Write out the lines below word for word, but leave the picture out.

*EXTRACTED RECORDS*:
━━━

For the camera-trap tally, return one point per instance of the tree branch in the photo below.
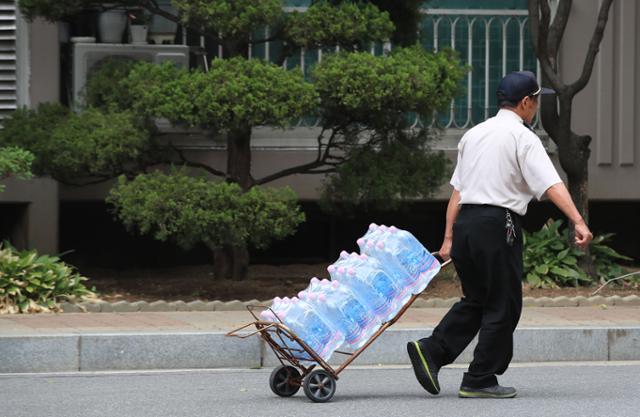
(556, 31)
(194, 164)
(594, 47)
(311, 167)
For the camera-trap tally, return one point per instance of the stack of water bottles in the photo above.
(365, 291)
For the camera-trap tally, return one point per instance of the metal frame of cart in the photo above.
(294, 355)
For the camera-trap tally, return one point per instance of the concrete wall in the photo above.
(39, 77)
(608, 108)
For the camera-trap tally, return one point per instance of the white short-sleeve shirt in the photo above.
(503, 163)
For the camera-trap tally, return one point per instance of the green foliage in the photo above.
(378, 90)
(31, 283)
(105, 89)
(605, 259)
(348, 25)
(235, 92)
(229, 18)
(550, 262)
(15, 161)
(69, 145)
(190, 210)
(31, 129)
(382, 177)
(97, 144)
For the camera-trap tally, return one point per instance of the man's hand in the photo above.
(445, 250)
(583, 235)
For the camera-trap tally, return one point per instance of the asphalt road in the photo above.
(575, 389)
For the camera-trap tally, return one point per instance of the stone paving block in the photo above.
(624, 344)
(217, 305)
(179, 305)
(199, 305)
(39, 353)
(542, 302)
(124, 307)
(235, 305)
(159, 305)
(106, 308)
(579, 300)
(562, 301)
(614, 300)
(68, 307)
(167, 351)
(594, 301)
(92, 307)
(139, 305)
(630, 300)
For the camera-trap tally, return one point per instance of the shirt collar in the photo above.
(509, 114)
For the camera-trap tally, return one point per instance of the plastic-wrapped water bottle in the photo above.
(318, 333)
(414, 258)
(339, 305)
(372, 286)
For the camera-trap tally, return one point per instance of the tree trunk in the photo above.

━━━

*WRITTEN SOLUTION*:
For the camera-trap tally, return one point per instance of the tree branch in the photo below.
(556, 31)
(194, 164)
(594, 47)
(311, 167)
For the camera-trap tally, return one point per instance of the stack of water bottles in the photo above.
(365, 291)
For the camera-trap tally, return one point per instance of the metal frame of cart in the photo above.
(294, 355)
For the camera-trap tally, return one point per instance of the concrete wall in the photo above.
(39, 77)
(608, 108)
For the camera-trap tally, return one point per instance of the white short-sleeve shirt in the photo above.
(503, 163)
For the camera-trap tally, return one point per instance of the green foliage in the photo above.
(378, 90)
(31, 283)
(105, 89)
(605, 259)
(348, 25)
(235, 92)
(229, 18)
(550, 262)
(15, 161)
(69, 145)
(190, 210)
(31, 129)
(382, 177)
(97, 144)
For the camera-trap tally, return one point per instance of the man's hand in the photo above.
(445, 250)
(583, 235)
For the camera-trap tally, return one point per instance of the asphalt road in the photo above.
(575, 389)
For the camera-trap tally, return one point per instance of the stone paving block in the photo above.
(624, 344)
(217, 305)
(179, 305)
(199, 305)
(39, 353)
(542, 302)
(124, 307)
(235, 305)
(159, 305)
(106, 308)
(579, 300)
(562, 301)
(614, 300)
(68, 307)
(167, 351)
(594, 301)
(92, 307)
(139, 305)
(630, 300)
For the camera-trap tally, return one point per instance of the shirt collar in the photo above.
(509, 114)
For the camera-trap tally, return one point per instance of the plastic-wrapped water bottle in the photo above.
(318, 333)
(414, 258)
(339, 305)
(372, 286)
For the camera-trap tally, return one point per instance of the tree trunk in the photo above.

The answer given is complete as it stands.